- WORK ORDER -
Which lines of the records contain the word "mountain"? Copy each one.

[Image-grounded pointing data]
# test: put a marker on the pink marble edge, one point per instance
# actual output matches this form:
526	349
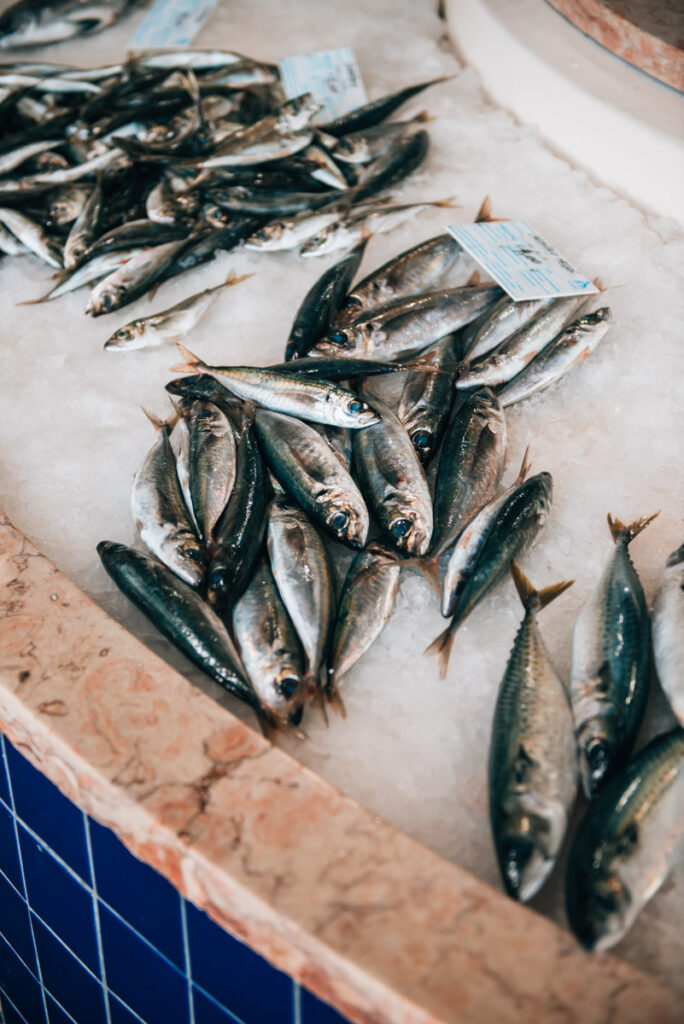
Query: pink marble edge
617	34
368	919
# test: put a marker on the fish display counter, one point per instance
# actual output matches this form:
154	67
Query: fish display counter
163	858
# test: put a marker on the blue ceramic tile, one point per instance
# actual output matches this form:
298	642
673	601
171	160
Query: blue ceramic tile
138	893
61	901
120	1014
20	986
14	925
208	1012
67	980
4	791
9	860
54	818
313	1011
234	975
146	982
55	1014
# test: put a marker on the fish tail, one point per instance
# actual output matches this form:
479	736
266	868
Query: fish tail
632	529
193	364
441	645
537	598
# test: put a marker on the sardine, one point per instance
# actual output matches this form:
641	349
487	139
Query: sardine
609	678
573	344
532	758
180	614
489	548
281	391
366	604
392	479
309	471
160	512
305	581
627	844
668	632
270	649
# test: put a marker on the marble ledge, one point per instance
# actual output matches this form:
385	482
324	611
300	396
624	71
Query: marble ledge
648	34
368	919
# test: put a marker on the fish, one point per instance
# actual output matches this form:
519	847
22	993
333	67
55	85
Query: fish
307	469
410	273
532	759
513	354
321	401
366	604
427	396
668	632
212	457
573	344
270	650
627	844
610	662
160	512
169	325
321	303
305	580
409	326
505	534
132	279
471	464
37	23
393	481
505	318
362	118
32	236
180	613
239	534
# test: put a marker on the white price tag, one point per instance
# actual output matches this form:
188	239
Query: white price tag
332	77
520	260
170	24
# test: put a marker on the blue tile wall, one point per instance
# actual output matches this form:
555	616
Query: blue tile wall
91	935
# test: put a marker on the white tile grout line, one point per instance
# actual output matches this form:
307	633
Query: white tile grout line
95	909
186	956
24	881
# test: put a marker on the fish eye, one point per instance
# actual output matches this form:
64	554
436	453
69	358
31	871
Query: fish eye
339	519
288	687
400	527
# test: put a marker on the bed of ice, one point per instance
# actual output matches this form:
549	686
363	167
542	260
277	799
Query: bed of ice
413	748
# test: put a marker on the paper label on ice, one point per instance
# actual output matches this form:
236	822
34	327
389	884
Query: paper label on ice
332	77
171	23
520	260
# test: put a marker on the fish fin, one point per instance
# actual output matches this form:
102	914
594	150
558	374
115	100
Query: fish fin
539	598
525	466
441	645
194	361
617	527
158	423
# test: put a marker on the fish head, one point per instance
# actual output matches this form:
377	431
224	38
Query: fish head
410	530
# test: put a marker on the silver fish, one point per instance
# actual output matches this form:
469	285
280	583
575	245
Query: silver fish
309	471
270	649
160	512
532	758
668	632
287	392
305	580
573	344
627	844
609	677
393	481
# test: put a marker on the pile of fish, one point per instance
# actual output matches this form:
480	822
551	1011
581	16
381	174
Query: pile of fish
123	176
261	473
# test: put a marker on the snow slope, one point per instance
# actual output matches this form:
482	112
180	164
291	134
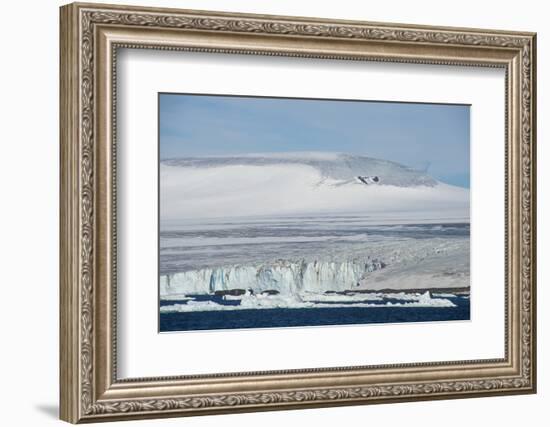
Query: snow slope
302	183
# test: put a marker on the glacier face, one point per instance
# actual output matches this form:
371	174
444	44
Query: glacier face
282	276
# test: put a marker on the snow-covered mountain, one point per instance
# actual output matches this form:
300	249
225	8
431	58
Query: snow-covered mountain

- RESULT OF THIS TASK -
# test: put a marker on the snow-covered mountain, one point per instance
Query: snow-covered mountain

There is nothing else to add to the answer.